:: TEXTE RETENU
« Disons à l’Europe que si les cabinets engagent les rois dans une guerre contre les peuples, nous engagerons les peuples dans une guerre contre les rois ».
La formule du député Isnard, ami du girondin Brissot et des partisans de la « guerre révolutionnaire » force incontestablement l’admiration et l’enthousiasme. La réponse de Robespierre le 18 décembre 1791 est néanmoins des plus lapidaires : « Les plus nombreux, les plus dangereux de ces ennemis sont-ils à Coblence ? Non, ils sont au milieu de nous [1]. », et de poursuivre en expliquant que c’est le roi qui souhaite la guerre, et tous les ennemis de la révolution pariant sur la défaite de la France.
Il évoque alors d’une manière presque prophétique le renforcement du pouvoir des généraux qui finissent par prendre goût au pouvoir après avoir été acclamés en « sauveurs » ; mettant en garde contre l’illusion qui consisterait à croire qu’on puisse « faire le bonheur des peuples à la pointe des baïonnettes » alors qu’une occupation étrangère même armée de bonnes intentions reste toujours une source de désordres suscitant rapidement l’hostilité des peuples libérés.
::::
OBJECTIFS:
A – Indiquez si chacune de ces affirmations concorde avec le texte sur Robespierre et la guerre, en citant mot pour mot les termes décisifs : (i) Robespierre répond le 18 décembre 1791 ; (ii) selon Robespierre, les ennemis les plus dangereux se trouvent à Coblence ; (iii) Isnard est présenté comme un ami de Brissot.
B – D'après le texte sur Robespierre et la guerre, quelle fonction Isnard occupe-t-il ?
C – Recopiez le passage du texte sur Robespierre et la guerre, de « La formule du » à « de la France. ».
Les enregistrements ne sont pas nécessaires pour ce travail.
:: ENTRÉES RÉPERTORIÉES
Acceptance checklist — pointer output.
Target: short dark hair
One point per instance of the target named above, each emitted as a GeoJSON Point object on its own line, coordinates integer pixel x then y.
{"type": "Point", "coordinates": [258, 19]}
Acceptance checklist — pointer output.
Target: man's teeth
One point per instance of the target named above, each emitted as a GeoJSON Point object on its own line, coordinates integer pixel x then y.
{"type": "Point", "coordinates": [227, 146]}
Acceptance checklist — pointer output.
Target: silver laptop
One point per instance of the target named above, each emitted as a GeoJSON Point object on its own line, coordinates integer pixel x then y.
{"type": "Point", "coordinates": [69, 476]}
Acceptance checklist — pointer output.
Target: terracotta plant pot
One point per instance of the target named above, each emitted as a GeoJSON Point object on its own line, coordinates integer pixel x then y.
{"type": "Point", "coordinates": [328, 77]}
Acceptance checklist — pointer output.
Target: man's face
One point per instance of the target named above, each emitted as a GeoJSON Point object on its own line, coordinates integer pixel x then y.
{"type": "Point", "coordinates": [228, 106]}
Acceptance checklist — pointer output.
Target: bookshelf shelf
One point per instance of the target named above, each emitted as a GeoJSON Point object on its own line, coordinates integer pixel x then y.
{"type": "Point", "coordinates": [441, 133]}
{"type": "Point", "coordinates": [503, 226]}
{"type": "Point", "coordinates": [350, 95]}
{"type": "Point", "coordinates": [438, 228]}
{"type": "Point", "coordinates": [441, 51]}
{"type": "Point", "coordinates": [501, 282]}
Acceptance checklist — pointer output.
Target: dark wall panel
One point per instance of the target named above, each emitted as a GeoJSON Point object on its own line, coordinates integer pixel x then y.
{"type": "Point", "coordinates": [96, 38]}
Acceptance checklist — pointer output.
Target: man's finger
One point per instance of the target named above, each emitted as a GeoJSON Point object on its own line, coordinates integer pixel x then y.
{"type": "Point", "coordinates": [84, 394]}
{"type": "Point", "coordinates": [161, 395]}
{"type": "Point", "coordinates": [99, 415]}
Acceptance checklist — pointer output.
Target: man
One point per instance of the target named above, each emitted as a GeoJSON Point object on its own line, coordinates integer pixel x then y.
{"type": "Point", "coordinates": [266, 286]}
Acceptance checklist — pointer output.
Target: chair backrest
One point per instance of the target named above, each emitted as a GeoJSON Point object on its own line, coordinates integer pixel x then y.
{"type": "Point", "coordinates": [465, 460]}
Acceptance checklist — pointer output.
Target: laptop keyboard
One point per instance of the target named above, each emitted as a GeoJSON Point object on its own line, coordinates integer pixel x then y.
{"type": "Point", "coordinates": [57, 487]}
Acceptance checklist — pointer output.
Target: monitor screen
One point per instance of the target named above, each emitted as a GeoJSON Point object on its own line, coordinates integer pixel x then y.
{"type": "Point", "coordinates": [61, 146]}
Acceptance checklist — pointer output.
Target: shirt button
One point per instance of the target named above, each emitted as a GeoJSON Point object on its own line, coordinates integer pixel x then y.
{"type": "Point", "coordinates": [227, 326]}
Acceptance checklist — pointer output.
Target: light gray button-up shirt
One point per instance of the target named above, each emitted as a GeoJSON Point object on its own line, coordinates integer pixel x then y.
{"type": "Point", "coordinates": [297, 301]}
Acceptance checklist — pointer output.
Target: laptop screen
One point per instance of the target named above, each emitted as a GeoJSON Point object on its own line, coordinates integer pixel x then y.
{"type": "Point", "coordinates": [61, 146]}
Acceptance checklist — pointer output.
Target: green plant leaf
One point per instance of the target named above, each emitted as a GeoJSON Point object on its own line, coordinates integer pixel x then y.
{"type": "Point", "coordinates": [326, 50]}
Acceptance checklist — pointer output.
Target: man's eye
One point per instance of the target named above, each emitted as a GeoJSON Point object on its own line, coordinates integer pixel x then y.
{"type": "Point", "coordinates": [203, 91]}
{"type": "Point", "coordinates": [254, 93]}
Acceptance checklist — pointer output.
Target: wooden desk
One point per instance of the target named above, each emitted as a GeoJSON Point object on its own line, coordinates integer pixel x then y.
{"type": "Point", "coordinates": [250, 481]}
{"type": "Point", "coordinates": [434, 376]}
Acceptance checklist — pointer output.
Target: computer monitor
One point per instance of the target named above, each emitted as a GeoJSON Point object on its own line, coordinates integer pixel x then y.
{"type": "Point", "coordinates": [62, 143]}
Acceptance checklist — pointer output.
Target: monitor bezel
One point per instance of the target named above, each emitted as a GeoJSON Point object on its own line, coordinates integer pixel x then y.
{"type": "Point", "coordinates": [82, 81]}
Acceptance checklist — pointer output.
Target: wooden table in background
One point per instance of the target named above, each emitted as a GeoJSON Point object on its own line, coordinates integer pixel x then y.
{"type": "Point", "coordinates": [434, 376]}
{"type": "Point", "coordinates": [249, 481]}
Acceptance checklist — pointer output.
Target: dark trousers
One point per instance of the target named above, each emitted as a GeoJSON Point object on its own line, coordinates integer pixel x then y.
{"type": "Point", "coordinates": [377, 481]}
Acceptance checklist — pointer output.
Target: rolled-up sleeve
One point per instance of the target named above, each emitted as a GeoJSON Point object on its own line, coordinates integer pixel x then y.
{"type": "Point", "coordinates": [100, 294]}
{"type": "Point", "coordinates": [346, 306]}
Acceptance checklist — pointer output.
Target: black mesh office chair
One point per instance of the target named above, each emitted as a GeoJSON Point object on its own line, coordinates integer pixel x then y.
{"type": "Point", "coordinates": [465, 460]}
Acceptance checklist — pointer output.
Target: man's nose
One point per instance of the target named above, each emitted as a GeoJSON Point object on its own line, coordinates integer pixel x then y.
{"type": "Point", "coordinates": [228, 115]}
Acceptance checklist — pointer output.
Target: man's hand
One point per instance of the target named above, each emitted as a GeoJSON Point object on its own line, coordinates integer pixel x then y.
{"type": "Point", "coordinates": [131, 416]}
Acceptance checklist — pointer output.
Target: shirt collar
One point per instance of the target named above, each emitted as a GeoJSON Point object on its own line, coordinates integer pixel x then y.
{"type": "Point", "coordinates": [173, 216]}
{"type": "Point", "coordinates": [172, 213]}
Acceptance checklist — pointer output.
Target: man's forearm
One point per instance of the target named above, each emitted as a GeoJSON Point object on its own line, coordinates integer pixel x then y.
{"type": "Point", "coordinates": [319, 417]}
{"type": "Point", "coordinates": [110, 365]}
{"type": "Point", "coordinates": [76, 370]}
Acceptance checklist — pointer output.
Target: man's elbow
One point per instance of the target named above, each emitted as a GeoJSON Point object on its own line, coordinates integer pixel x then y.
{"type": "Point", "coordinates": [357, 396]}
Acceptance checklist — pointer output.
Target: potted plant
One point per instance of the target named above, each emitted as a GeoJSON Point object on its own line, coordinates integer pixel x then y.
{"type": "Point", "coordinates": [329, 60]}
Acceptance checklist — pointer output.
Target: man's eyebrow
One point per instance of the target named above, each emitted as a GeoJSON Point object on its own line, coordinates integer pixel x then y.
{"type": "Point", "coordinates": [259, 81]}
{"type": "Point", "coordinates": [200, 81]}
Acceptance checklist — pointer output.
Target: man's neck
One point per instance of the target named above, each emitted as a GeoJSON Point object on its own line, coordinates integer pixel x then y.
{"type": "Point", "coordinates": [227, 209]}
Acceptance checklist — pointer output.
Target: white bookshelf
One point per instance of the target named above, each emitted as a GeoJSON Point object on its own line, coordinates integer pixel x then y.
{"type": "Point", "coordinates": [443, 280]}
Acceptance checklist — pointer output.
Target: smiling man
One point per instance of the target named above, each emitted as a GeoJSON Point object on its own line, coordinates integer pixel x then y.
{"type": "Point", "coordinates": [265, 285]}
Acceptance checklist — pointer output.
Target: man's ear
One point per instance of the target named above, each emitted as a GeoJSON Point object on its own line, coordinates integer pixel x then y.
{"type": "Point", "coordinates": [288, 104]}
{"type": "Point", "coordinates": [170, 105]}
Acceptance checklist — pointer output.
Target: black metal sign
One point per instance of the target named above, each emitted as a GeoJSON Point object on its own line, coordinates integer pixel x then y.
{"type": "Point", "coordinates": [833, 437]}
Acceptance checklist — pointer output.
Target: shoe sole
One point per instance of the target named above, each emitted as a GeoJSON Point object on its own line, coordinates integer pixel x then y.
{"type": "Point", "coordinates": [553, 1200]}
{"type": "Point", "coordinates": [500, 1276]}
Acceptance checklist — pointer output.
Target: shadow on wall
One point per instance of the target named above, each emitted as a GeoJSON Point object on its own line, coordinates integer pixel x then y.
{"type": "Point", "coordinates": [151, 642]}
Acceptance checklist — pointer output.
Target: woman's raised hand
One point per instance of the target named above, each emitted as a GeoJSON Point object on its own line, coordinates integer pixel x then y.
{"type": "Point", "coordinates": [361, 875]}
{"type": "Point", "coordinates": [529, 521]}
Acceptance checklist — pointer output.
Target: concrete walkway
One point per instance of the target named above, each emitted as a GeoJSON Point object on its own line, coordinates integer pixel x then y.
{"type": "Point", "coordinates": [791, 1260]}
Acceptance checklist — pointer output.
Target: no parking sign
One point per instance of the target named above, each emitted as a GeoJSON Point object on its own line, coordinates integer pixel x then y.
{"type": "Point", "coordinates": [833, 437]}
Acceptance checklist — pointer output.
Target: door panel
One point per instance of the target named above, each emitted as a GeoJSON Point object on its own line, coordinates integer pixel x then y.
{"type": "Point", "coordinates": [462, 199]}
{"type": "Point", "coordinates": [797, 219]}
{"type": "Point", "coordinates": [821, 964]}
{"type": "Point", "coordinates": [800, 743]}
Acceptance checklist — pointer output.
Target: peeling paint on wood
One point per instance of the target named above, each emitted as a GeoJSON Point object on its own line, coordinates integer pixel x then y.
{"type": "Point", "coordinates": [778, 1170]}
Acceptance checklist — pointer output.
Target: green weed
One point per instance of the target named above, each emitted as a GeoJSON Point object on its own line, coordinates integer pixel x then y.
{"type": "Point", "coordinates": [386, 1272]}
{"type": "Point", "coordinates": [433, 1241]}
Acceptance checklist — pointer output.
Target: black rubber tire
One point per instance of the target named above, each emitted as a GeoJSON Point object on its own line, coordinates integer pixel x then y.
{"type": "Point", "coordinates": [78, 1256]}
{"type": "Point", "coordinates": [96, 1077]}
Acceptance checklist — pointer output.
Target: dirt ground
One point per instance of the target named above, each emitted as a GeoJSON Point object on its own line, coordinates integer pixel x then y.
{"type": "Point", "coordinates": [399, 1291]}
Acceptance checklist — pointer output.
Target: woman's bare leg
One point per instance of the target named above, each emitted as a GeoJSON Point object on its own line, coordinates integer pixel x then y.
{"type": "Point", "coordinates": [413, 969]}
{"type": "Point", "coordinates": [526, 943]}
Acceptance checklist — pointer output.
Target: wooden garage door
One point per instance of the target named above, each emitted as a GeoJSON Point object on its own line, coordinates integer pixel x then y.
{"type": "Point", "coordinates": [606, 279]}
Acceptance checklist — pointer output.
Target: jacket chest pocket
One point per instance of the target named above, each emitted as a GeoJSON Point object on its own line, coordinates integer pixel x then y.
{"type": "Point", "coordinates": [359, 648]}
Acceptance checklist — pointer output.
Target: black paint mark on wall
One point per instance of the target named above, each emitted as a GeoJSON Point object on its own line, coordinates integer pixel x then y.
::::
CORRIGÉS DES EXERCICES:
A –
(i) Oui : « La réponse de Robespierre le 18 décembre 1791 ».
(ii) Non : « Non, ils sont au milieu de nous ».
(iii) Oui : « ami du girondin Brissot ».

B – Il est député.

C –
La formule du député Isnard, ami du girondin Brissot et des partisans de la « guerre révolutionnaire » force incontestablement l’admiration et l’enthousiasme. La réponse de Robespierre le 18 décembre 1791 est néanmoins des plus lapidaires : « Les plus nombreux, les plus dangereux de ces ennemis sont-ils à Coblence ? Non, ils sont au milieu de nous [1]. », et de poursuivre en expliquant que c’est le roi qui souhaite la guerre, et tous les ennemis de la révolution pariant sur la défaite de la France.